(EXERCISE 1) In the immigration appeal decision, what amount was fined for each person concerned?
(EXERCISE 2) Pick up the immigration appeal decision after its last sentence and continue it.
== EXCERPT PROVIDED
F-0300-7091.Board of Immigration Appeals Executive Office for Immigration Review U.S. Department of Justice
Decided by Board May 25, 1955.
Fine — Section 231 (b) of Act of 1952 — Departure manifest — Clerical errors.
Fine was incurred by air carrier under section 231 (b) of the 1952 act for failure to furnish properly prepared list or manifest as to departing alien passengers where the evidence shows that the carrier did not insert the facts relating to the departure on Forms I-257a, I-94, and I-424, since such failure was not a mere “clerical error.”
BEFORE THE BOARD
BEFORE THE BOARD
Discussion: This matter is before us on appeal from the decision of the District Director at New York, dated January 3, 1955, ordering that fine in the sum of $180 ($10 for each person concerned), be imposed on Colonial Airlines, Inc., owners and/or agents of the above-mentioned plane, for failure to furnish a properly prepared list or manifest as to 18 alien passengers.
The specific violation here charged is the complete failure of the carrier to insert the facts relating to the departure of 18 passengers. They left the United States on the above-described plane, as indicated. However, the Forms I-257a, I-94, and I-424 submitted for the departure of the 18 persons involved contained no information relative to that departure. (Note: — Departure information has been inserted on the forms, which are in the record, by an employee of the Service.)
====
== SUPPLIED INFORMATION
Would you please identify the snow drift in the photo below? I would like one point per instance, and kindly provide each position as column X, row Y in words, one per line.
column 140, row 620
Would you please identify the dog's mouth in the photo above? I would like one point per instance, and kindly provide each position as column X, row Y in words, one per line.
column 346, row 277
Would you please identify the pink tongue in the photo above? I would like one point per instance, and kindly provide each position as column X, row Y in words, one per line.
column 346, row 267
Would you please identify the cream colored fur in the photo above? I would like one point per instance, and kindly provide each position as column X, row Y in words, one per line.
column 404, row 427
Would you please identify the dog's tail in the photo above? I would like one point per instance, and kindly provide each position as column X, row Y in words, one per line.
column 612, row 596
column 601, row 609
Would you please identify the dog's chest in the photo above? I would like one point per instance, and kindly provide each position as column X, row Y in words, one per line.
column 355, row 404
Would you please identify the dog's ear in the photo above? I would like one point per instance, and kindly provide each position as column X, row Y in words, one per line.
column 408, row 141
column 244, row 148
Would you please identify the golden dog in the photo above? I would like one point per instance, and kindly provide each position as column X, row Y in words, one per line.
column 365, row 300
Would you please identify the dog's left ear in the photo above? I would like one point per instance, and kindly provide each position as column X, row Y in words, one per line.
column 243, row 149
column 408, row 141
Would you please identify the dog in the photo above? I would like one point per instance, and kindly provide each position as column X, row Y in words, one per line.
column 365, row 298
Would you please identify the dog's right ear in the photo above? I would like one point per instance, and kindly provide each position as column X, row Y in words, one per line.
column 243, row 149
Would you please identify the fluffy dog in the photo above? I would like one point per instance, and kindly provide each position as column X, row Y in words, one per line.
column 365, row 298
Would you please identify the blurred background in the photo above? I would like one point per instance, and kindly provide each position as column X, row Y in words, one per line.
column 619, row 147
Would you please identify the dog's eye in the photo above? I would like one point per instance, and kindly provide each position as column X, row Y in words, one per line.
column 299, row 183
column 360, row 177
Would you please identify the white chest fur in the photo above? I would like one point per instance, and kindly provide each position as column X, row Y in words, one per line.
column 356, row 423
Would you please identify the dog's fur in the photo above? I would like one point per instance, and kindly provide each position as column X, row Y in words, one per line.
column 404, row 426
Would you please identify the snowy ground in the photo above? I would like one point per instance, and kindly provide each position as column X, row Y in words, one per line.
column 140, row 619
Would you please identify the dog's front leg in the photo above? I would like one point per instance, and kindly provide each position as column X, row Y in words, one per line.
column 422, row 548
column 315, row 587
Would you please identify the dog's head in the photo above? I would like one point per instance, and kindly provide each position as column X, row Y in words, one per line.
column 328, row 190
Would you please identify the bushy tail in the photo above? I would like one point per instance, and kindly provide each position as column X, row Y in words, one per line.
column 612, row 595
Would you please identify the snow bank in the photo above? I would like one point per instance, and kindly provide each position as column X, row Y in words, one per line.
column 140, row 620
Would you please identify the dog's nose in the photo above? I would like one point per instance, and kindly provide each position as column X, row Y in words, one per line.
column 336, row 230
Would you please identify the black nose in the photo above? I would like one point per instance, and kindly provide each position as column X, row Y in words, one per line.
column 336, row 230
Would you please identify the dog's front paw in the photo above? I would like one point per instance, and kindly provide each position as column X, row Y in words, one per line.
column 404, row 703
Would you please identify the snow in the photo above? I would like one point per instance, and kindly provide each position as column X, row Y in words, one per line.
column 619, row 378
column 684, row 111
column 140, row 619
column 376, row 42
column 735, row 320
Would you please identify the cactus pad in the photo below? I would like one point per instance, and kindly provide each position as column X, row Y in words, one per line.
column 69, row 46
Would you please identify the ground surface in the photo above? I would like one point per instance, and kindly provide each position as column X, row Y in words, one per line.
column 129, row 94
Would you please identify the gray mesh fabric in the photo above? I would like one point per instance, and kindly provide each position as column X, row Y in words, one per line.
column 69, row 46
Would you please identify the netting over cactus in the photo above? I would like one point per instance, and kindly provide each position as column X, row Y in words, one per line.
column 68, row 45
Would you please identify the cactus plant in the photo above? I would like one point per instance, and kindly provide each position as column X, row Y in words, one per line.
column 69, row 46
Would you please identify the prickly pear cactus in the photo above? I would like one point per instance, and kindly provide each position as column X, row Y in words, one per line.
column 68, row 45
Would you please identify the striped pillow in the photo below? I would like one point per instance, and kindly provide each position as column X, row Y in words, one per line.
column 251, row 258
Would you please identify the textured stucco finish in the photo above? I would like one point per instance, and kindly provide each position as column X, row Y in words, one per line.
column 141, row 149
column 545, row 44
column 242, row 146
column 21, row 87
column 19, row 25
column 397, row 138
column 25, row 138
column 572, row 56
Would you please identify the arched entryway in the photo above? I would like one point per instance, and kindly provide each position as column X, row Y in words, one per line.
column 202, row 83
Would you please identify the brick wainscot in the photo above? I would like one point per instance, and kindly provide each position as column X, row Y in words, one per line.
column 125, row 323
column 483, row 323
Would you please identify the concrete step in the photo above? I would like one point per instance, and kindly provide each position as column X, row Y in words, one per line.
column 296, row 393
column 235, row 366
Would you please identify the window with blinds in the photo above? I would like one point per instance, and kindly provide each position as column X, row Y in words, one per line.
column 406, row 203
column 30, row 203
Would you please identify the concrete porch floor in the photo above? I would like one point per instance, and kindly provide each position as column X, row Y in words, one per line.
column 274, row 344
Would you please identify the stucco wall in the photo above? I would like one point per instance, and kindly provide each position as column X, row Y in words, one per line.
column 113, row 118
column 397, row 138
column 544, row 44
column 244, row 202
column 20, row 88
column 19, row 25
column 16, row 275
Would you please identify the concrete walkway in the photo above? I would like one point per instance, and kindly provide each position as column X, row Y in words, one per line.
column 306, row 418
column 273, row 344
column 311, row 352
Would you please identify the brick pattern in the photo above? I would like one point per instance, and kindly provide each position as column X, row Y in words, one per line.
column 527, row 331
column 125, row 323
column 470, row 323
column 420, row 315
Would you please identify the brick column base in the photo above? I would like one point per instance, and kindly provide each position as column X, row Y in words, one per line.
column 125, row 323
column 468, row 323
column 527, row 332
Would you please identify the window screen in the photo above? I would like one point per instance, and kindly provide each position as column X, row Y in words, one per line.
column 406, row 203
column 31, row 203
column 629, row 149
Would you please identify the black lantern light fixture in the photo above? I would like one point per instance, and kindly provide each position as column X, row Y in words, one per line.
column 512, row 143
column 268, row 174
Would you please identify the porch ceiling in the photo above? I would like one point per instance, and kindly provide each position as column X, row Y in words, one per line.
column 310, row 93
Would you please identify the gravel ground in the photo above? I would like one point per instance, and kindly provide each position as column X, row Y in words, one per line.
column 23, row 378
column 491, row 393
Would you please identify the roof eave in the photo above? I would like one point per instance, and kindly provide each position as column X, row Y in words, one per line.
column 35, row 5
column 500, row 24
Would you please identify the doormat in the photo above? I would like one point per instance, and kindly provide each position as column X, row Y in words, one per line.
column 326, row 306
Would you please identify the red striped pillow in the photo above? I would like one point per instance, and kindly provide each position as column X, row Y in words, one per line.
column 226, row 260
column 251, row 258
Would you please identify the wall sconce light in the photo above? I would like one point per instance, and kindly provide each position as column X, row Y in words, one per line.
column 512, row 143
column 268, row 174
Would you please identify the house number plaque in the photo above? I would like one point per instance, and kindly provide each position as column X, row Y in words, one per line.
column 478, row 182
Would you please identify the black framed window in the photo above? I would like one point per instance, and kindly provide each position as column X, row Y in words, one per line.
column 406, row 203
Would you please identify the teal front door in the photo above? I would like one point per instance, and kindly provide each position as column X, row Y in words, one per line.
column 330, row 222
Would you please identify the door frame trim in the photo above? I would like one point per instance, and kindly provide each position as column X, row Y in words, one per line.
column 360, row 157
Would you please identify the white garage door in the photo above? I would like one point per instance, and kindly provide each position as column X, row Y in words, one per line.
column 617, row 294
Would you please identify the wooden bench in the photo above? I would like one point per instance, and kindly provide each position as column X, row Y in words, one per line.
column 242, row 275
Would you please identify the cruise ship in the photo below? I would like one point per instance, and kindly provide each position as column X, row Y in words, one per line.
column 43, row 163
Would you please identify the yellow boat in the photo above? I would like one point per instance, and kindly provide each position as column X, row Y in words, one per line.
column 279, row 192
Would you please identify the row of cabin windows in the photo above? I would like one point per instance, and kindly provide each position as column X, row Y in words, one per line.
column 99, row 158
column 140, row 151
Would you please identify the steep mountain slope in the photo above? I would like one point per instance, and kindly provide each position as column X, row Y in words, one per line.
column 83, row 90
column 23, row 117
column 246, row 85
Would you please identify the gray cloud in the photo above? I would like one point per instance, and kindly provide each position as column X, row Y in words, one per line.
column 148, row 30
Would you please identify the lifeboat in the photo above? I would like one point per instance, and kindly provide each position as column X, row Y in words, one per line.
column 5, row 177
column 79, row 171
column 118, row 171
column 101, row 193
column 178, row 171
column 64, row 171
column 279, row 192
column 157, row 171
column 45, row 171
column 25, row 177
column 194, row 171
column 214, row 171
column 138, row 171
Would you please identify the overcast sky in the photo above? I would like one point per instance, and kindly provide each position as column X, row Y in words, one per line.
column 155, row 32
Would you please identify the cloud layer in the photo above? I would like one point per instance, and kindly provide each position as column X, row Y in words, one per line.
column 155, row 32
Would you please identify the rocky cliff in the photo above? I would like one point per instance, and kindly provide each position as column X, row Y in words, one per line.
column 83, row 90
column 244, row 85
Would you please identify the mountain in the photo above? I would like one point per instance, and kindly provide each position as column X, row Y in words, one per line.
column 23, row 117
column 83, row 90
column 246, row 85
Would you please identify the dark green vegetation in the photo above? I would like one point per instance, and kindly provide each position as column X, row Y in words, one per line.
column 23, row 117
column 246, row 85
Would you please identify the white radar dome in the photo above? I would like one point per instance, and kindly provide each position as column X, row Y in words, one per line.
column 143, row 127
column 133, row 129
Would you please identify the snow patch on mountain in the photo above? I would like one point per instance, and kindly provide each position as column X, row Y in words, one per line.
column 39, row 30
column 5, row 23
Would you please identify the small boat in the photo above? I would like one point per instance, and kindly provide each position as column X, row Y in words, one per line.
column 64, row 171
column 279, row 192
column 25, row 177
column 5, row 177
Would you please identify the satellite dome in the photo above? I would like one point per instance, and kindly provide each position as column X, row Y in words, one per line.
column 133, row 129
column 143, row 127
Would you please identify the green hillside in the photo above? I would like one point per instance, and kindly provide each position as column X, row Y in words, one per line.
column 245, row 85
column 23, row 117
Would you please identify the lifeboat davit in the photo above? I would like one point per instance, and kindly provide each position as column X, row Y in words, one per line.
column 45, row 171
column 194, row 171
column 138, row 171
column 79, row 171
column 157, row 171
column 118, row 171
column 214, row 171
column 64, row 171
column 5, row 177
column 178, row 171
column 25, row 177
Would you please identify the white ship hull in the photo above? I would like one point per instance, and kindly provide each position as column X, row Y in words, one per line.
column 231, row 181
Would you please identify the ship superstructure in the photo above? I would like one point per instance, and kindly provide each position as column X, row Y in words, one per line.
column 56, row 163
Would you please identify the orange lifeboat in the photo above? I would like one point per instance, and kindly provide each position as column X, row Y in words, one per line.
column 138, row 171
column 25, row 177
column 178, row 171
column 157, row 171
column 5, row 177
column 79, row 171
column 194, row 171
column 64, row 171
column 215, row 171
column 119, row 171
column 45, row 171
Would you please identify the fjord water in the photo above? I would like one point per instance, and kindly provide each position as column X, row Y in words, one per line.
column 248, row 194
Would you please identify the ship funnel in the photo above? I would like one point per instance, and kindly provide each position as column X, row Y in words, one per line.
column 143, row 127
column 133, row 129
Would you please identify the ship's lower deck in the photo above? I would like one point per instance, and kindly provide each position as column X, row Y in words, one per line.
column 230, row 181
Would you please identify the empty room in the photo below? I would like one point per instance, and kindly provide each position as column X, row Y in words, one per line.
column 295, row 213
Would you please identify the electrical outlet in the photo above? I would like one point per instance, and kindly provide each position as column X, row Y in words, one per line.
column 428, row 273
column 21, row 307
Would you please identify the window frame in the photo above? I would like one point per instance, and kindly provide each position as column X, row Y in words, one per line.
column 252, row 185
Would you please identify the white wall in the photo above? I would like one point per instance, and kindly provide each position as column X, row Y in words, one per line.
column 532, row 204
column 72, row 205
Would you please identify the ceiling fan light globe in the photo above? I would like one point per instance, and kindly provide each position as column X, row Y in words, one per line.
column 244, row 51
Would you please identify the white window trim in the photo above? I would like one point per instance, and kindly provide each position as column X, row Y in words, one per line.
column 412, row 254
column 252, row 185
====
(TASK OUTPUT 1) $10 for each person.

(TASK OUTPUT 2)
There is no question that the alien passengers involved did depart, as indicated. There is also no question but that the information relative to their departure was not furnished on the reverse of the forms listed, by the carrier. However, the carrier submits that this failure on its part does not subject it to a fine, by virtue of the provisions of section 11.3 and .4 of Annex 9 to the Convention on International Civil Aviation.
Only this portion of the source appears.